__TEXTE FOURNI__
________

L’histoire est, aujourd’hui encore, esquivée – et parfois tue – dans les récits officiels d’outre-Méditerranée. Pourtant, les faits sont là : entre 1956 et 1962, l’armée française a eu recours à des armes chimiques contre les moudjahidine.
Un crime de guerre, maquillé en «maintien de l’ordre», aujourd’hui, mis en lumière, après de années de recherche, par l’historien Christophe Lafaye et raconté dans le documentaire-évènement, Algérie, sections armes secrètes, réalisé par Claire Billet, dont la production exécutive a été menée en Algérie par ThalaProd.

________

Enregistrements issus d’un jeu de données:
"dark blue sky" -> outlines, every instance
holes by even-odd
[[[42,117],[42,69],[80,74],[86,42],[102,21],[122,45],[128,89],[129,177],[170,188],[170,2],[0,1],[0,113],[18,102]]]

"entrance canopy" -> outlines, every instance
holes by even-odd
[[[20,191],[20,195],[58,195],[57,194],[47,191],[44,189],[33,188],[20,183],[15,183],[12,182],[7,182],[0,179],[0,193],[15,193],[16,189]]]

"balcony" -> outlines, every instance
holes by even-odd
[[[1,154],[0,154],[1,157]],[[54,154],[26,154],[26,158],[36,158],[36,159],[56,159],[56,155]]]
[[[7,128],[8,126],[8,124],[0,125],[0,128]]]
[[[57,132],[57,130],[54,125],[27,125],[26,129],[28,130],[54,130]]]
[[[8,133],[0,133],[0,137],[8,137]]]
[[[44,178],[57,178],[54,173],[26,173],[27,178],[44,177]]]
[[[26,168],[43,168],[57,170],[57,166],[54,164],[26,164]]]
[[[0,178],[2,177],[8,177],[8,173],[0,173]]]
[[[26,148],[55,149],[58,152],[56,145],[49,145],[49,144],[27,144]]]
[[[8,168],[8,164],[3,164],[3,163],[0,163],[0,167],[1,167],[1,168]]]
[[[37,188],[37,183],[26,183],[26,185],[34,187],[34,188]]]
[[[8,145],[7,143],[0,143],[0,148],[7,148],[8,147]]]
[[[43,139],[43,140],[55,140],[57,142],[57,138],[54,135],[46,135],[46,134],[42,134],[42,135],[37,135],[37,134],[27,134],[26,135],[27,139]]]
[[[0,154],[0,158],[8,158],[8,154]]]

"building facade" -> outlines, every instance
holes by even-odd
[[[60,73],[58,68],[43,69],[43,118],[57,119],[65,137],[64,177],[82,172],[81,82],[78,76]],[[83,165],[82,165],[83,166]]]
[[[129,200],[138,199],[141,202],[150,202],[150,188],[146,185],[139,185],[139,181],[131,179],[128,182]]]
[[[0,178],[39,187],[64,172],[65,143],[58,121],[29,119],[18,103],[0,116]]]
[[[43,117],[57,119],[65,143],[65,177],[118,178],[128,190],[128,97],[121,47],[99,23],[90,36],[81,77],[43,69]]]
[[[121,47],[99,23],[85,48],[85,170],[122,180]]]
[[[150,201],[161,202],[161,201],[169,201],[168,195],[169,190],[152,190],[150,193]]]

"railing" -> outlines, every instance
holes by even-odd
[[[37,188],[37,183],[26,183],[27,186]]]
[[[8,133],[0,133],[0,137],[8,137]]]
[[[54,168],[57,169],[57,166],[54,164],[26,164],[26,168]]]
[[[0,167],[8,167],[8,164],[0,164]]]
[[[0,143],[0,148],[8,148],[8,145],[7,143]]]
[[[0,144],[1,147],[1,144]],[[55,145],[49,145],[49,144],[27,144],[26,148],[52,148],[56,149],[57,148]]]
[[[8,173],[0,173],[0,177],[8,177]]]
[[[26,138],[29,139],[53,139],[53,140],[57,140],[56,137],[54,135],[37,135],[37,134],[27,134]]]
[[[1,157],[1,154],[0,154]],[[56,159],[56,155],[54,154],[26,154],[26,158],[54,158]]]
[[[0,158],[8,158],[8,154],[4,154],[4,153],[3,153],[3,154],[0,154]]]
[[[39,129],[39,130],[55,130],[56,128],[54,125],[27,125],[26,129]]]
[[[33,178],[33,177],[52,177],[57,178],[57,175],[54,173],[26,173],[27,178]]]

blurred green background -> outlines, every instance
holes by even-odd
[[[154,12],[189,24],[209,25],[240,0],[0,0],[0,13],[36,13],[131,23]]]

________

__ÉNONCÉ DE L’EXERCICE__
Reproduisez intégralement le texte fourni. Appuyez-vous uniquement sur le texte fourni.

__RÉSULTAT DE L’EXERCICE__
L’histoire est, aujourd’hui encore, esquivée – et parfois tue – dans les récits officiels d’outre-Méditerranée. Pourtant, les faits sont là : entre 1956 et 1962, l’armée française a eu recours à des armes chimiques contre les moudjahidine.
Un crime de guerre, maquillé en «maintien de l’ordre», aujourd’hui, mis en lumière, après de années de recherche, par l’historien Christophe Lafaye et raconté dans le documentaire-évènement, Algérie, sections armes secrètes, réalisé par Claire Billet, dont la production exécutive a été menée en Algérie par ThalaProd.